_Text to read_:
** begin **

Why is bias usually (like in resnet) set to False in conv_layer?

(Kaitlin Duck Sherwood) #15

Why LeakyReLU instead of SELU?

(Kevin Bird) #16

Do you have a link to SELU?

(Armineh Nourbakhsh) #17

Maybe because of batchnorm? I vaguely remember from Andrew Ng’s class that the beta parameter in batchnorm practically replaces bias.

(Hamel Husain) #18

Why is inplace=True in the Leaky-Relu?

(Brian Holland) #19

@rachel Is there any benefit to drawing the architecture? Like as in a line-drawing?

Are there good packages that can illustrate a pre-defined architecture?

(Kaitlin Duck Sherwood) #20

Here’s a blog on SELU:

I guess another way of asking the question is, “SELU looked really hot in the paper which came out, but I notice that you don’t use it. What’s your opinion on SELU?”


Ah, thank you, make sense! It’d be great if we can get a confirmation from @jeremy

(Daniel Hunter) #22

Good call!

(Daniel Hunter) #23

Sorry – where’s the link?

(Brian Holland) #24

Isn’t a small network that just narrows and re-expands called an “encapsulation network”? @rachel?

(Kevin Bird) #25

Is the reason for squishing it down and expanding the same idea as U-Net?

** end **

_Dataset section_:
** begin **

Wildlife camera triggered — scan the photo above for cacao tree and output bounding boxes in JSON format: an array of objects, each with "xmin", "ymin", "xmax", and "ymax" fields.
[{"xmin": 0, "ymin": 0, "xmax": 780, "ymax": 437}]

** end **

_Exercise instructions_:
• A. In the forum thread about network layers, what does Armineh Nourbakhsh recall from Andrew Ng's class about the beta parameter in batchnorm?
• B. Write the next few posts of the forum thread about network layers, picking up after its final question.

_Results of the tasks_:
• A. The beta parameter in batchnorm practically replaces bias.

• B.
(Adrien Lucas Ecoffet) #26

Would be curious about Jeremy’s answer, but here’s my take: the SELU paper focuses on standard dense neural nets as opposed to CNNs or RNNs. I am not 100% sure why but I did try SELU on CNNs once and got poor results, so it’s possible that it simply doesn’t work that well on CNNs. Why? No idea…

(Ravi Jain) #27

So this should be applicable to simple fully connected linear layers as well, right?

(Patrick Mccaffrey) #28

Why does ks//2 have 2 forward slashes?

(Debashish Panigrahi) #29

// converts to int

(Kevin Bird) #30

Python has two division operators, a single slash character for classic division and a double-slash for “floor” division (rounds down to nearest whole number). Classic division means that if the operands are both integers, it will perform floor division, while for floating point numbers, it represents true division.

(Bart Fish) #31

integer division

(Ravi Jain) #33

Integer division!